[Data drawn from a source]
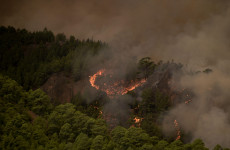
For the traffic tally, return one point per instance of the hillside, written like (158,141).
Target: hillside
(53,95)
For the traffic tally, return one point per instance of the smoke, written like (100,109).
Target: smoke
(195,33)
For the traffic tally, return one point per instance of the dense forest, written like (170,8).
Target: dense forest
(31,119)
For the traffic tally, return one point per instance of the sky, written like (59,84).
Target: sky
(195,33)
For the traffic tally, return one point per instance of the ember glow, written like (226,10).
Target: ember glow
(92,79)
(176,125)
(115,88)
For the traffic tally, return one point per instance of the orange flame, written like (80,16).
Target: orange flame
(117,88)
(177,129)
(92,79)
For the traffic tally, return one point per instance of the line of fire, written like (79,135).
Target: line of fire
(161,80)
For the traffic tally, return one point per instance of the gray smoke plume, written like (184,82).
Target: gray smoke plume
(195,33)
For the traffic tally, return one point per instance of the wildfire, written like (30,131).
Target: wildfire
(92,79)
(116,88)
(176,125)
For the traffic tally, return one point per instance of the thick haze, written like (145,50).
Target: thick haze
(193,32)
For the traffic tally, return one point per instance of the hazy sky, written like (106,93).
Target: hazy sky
(194,32)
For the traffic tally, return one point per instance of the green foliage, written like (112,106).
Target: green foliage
(28,120)
(34,56)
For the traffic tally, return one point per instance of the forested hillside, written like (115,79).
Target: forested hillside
(31,120)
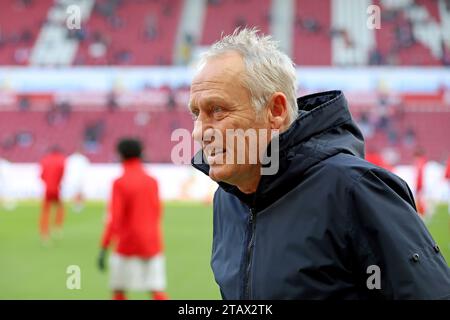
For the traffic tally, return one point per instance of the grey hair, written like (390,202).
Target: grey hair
(268,70)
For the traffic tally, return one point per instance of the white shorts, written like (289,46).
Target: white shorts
(137,274)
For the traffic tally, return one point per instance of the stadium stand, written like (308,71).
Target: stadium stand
(17,33)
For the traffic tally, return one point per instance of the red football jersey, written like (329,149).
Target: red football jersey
(134,213)
(52,171)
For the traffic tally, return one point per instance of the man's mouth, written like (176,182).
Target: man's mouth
(214,154)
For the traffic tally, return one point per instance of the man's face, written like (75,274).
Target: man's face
(219,101)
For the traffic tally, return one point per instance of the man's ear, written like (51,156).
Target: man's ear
(277,111)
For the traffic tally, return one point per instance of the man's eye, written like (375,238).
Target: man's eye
(217,109)
(194,115)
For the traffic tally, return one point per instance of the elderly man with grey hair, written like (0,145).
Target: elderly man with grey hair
(326,224)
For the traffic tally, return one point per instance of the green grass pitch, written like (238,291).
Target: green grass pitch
(30,271)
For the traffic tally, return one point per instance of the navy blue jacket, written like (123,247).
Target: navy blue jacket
(316,228)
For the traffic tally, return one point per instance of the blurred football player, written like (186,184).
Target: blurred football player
(52,171)
(133,223)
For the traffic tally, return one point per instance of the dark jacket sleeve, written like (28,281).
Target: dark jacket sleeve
(388,233)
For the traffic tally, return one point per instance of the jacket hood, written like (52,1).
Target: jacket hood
(323,129)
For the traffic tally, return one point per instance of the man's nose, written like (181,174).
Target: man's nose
(197,133)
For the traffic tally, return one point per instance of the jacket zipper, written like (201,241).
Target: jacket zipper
(247,283)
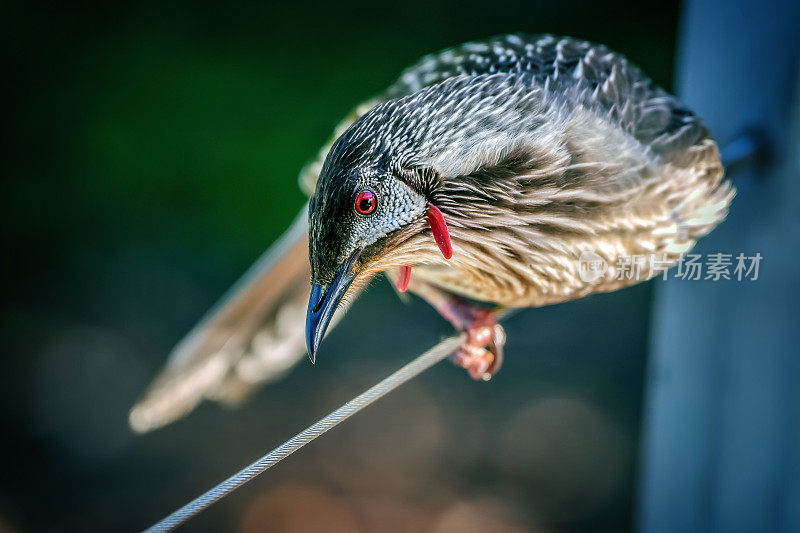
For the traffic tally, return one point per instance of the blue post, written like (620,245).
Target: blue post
(721,448)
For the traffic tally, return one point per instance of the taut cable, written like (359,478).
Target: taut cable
(409,371)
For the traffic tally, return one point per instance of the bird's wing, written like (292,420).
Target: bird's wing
(256,332)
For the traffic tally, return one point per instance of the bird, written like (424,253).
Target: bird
(478,181)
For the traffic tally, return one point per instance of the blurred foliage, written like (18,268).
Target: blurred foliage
(152,154)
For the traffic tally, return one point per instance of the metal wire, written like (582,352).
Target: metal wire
(409,371)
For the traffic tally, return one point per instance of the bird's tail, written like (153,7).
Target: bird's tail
(254,335)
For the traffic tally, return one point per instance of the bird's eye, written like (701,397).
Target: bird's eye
(366,202)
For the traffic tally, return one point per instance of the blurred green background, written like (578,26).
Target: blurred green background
(151,156)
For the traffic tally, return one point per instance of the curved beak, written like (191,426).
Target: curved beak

◆ **PROBLEM DETAILS**
Reproduce all of the data above word for word, omitting the pictures.

◆ **THE ANSWER**
For the traffic tally, return one point per instance of the hillside, written like (158,141).
Target: hillside
(53,95)
For the traffic tally, return one point per instance of the smoke, written like (100,109).
Target: smoke
(195,33)
For the traffic tally, return one point per instance of the dense forest, written like (170,8).
Target: dense forest
(31,119)
For the traffic tally, return one point per instance of the sky, written like (59,84).
Target: sky
(195,33)
For the traffic tally, return one point per instance of the ember glow, written like (226,10).
Target: ember glow
(92,79)
(176,125)
(115,88)
For the traffic tally, return one point per instance of the orange flame, written like (80,16).
Target: orange flame
(117,88)
(177,129)
(92,79)
For the traffic tally, return one point per instance of the line of fire, written like (79,135).
Target: line of fire
(161,80)
For the traffic tally, return one point per instance of the gray smoke plume, written like (184,82).
Target: gray smoke plume
(195,33)
For the traffic tally, return one point per instance of the wildfire, written like (30,131).
Target: wildfire
(92,79)
(116,88)
(176,125)
For the traffic tally, return one point per instance of the thick haze, written like (145,50).
Target: thick haze
(193,32)
For the traffic tally, return one point per instance of the hazy sky, written like (106,93).
Target: hazy sky
(194,32)
For the traffic tally, return one point per instance of the green foliage, written like (112,106).
Target: green foliage
(28,120)
(34,56)
For the traffic tally, return one point per instance of the forested hillside, written like (115,79).
Target: forested hillside
(31,120)
For the traffic tally, return one point per instance of the grey hair, written like (390,202).
Target: grey hair
(268,70)
For the traffic tally, return one point per instance of the white shorts, written like (289,46).
Target: white shorts
(137,274)
For the traffic tally, return one point per instance of the stadium stand, written like (308,71).
Target: stadium stand
(17,33)
For the traffic tally, return one point per instance of the red football jersey, written like (329,149).
Target: red football jersey
(134,213)
(52,171)
For the traffic tally, return one point per instance of the man's mouth, written like (176,182).
Target: man's mouth
(214,154)
For the traffic tally, return one point per instance of the man's face, written like (75,274).
Target: man's face
(219,101)
For the traffic tally, return one point per instance of the man's ear, written like (51,156).
Target: man's ear
(277,111)
For the traffic tally, return one point per instance of the man's eye, written like (375,238).
Target: man's eye
(217,109)
(194,115)
For the traffic tally, return one point per instance of the elderly man with grey hair, written like (0,145).
Target: elderly man with grey hair
(326,224)
For the traffic tally, return one point per instance of the green grass pitch, written like (238,291).
Target: green grass pitch
(30,271)
For the traffic tally, return one point per instance of the navy blue jacket, written like (123,247).
Target: navy blue jacket
(316,228)
For the traffic tally, return one point per instance of the blurred football player, written like (186,184).
Target: blurred football player
(52,171)
(133,223)
For the traffic tally, return one point per instance of the dark jacket sleeve, written like (28,281).
Target: dark jacket sleeve
(388,233)
For the traffic tally, return one point per instance of the jacket hood, written like (52,1).
Target: jacket hood
(323,129)
For the traffic tally, return one point per instance of the man's nose, written like (181,174).
Target: man's nose
(197,133)
For the traffic tally, return one point per instance of the jacket zipper, written like (201,241).
Target: jacket zipper
(247,283)
For the traffic tally, return one point per instance of the blue post, written like (620,245).
Target: blue post
(721,448)
For the traffic tally, return one point per instance of the taut cable, written like (359,478).
Target: taut cable
(409,371)
For the traffic tally, return one point per instance of the bird's wing, written like (292,420).
Target: bird's wing
(256,332)
For the traffic tally, return one point per instance of the bird, written like (424,253).
Target: bird
(478,181)
For the traffic tally, return one point per instance of the blurred foliage, written like (18,268).
Target: blurred foliage
(152,154)
For the traffic tally, return one point per instance of the metal wire, written like (582,352).
Target: metal wire
(409,371)
For the traffic tally, return one point per instance of the bird's tail, written like (153,7).
Target: bird's tail
(254,335)
For the traffic tally, return one point per instance of the bird's eye, written like (701,397).
Target: bird's eye
(366,202)
For the traffic tally, return one point per instance of the blurred green background, written like (578,26).
Target: blurred green background
(151,156)
For the traffic tally, return one point per instance of the curved beak, written like (191,426).
Target: curved beak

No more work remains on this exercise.